Question 1: Are voters informed? If not, why not? According to Professor Caplan, is the problem ignorance or irrationality?
The miracle of aggregation states that even if voters are uninformed it will not matter. It states that half the uninformed will vote one way, and half will vote the other. This way the uninformed will cancel each other out, and the true vote will be left in the hands of the informed. Bryan Caplan challenges this notion, explaining that voters errors are statistical rather than random. He states that uninformed voters are more likely to lean in one direction, since “false beliefs are cheap” and easy for the masses to digest and believe. If someone has a false belief about a medical concern for instance, the result of this belief will be immediate and personal. The person will personally suffer for their false beliefs. With politics on the other hand there is no immediate punishment, so its much easier for the masses to all go along with a specific agenda.
Question 2: Professor Casey claims that the idea of political representation is an empty one. How does he defend this argument?

▶ _Supplied data_
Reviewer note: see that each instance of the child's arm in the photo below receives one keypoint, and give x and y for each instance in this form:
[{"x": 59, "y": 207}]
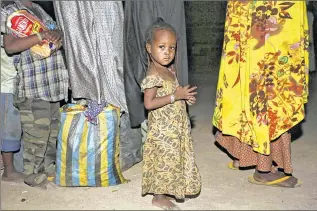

▶ _Task instructions_
• 1. Summarize the study questions on voting in two sentences.
• 2. Proceed with the study questions on voting from their final line.

▶ _Per-task outputs_
• 1. The study questions on voting ask whether voters are informed and describe the miracle of aggregation, which holds that uninformed voters split evenly and cancel each other out, leaving the true vote to the informed. Bryan Caplan challenges this by arguing that voter errors are statistical rather than random, since false beliefs are cheap and, unlike a false medical belief, a false political belief brings no immediate personal punishment.

• 2.
Professor Casey is very grounded in his belief that political representation is not an accurate representation of the public. It should be obvious to most, a political agent is not an omniscient being with access to every citizens wishes and agendas. A political agent is simply a person with their own agendas, who attempts to emulate the basics of the public’s beliefs. He has no way to communicate with the thousands of people hes representing, and therefore cannot act as a representative for everyone. A good way of describing political representation is through the metaphor of grocery shopping. In an ideal world you could take your shopping cart and fill it up with everything you want, you could get eggs, berries, and meat for example. But in the world of political representation there are several shopping carts standing before you that have already been filled. None of them have exactly what you want, but a few have pieces of what you want. One may have meat and berries, but also bread and cheese. You may really want the meat and berries, but have no need for the bread and cheese. But you have to buy them all together, just like you have to vote for someone with many different viewpoints. Political representatives are a bundle, a bundle of agendas, beliefs, and points of view. They may hold some of the beliefs you want, but more often than not they will have beliefs you don’t want. Since they have these beliefs you have no interest in, you cannot realistically call them a representation of the general public.